____ Document passage

That is what a foot looks like. So these little details make a big difference, as you can see. So this is a really cool, or two really cool new things. New things tend to have wrinkles, though. Problem number one is after I shared on Twitter Sebastian's approach, Ben Poole, who's a Google brain, I think, if I remember correctly, pointed out that this already exists.

He thinks it's the same as what's shown in this paper, which is a diffusion model for text-to-speech. I haven't read the paper yet to check whether it's got all the different options or whether it's checked them all out like this. So maybe this is reinventing something that already existed and putting it into a new field, which would still be interesting.

Anyway, so hopefully, folks, on the forum, you can help figure out whether this paper is actually showing the same thing or not. And then the other interesting thing was John Robinson got back in touch on the forum and said, "Oh, actually, that tree video doesn't actually do what we think it does at all.

There's a bug in his code, and despite the bug, it accidentally worked really well." So now we're in this interesting question of trying to figure out, "Oh, how did he create such a beautiful video by mistake?" And okay, so reverse engineering exactly what the bug did, and then figuring out how to do that more intentionally.

And this is great, right? It's really good to have a lot of people working on something, and the bugs often, yeah, they tell us about new ideas. So that's very interesting. So watch this space where we find out what John actually did and how it worked so well. And then something that I just saw like two hours ago in the forum, which I had never thought of before, but I thought of something a little bit similar.

Rakhil Prashanth said like, "Well, what if we took this?" So as you can see, all the students are really bouncing ideas of each other. It's like, "Oh, it's interesting. We're doing different things with a guidance scale. What if we take the guidance scale, and rather than keeping it at 7.5 all the time, let's reduce it." And this is a little bit similar to something I suggested to John over a few weeks ago where I said he was doing some stuff with like modifying gradients based on additional loss functions.

And I said to him, "Maybe you should just use them like occasionally at the start." Because I think the key thing is once the model kind of knows roughly what image it's trying to draw, even if it's noisy, you can let it do its thing. And this is exactly what's happening here is Rakhil's idea is to say, "Well, let's decrease the guidance scale." So at the end, it's basically zero.

________
____ Data shown

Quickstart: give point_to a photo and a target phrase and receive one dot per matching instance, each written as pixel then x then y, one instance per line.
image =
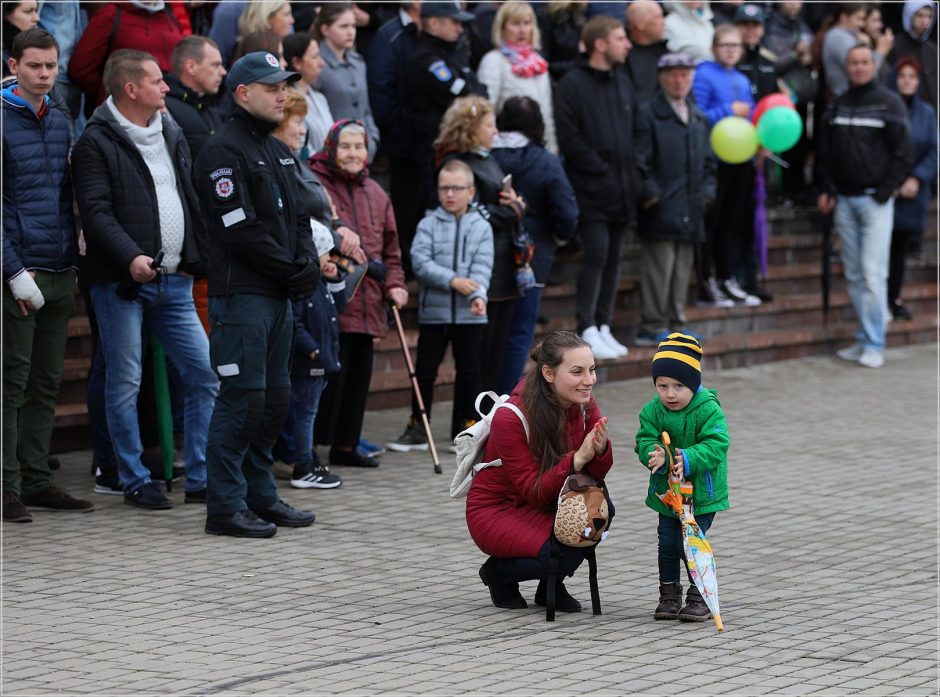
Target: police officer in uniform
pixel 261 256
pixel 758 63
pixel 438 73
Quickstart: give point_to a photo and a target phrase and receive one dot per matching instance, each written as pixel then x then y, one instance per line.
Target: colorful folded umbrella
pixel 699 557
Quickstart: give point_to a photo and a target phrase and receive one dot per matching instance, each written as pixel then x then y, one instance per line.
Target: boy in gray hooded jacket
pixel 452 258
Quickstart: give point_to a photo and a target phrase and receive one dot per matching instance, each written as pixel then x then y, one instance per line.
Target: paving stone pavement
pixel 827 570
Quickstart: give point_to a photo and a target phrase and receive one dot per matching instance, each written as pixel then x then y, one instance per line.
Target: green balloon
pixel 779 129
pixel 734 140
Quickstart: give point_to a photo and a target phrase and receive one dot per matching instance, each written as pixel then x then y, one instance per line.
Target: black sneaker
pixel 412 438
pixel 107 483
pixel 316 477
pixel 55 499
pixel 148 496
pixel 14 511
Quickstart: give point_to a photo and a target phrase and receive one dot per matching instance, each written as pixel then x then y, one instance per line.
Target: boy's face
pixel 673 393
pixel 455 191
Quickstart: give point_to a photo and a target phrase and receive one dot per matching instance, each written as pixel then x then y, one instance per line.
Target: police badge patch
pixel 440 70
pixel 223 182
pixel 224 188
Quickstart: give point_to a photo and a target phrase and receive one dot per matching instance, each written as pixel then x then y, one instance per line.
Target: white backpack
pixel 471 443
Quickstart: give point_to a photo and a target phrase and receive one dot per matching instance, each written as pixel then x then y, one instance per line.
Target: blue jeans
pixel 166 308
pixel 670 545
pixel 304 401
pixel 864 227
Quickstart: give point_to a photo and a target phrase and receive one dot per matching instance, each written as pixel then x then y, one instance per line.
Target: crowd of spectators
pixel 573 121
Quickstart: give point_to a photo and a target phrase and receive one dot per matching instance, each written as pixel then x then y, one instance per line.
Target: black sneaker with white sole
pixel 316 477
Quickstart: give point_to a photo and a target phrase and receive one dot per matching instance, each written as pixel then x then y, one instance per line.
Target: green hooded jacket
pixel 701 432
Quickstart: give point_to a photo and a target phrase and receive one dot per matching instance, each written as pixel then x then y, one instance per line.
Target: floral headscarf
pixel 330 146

________

> _Given task A_
In the transcript, who pointed out that Sebastian's approach already exists?
> _Given task B_
Reproduce the part of the transcript between "Anyway, so hopefully, folks, on" and "does at all.", inclusive.
> _Given task C_
List every person the transcript mentions by name.
The rows have no connection to the transcript.

> _Exercise result A_
Ben Poole

> _Exercise result B_
Anyway, so hopefully, folks, on the forum, you can help figure out whether this paper is actually showing the same thing or not. And then the other interesting thing was John Robinson got back in touch on the forum and said, "Oh, actually, that tree video doesn't actually do what we think it does at all.

> _Exercise result C_
Sebastian, Ben Poole, John Robinson, Rakhil Prashanth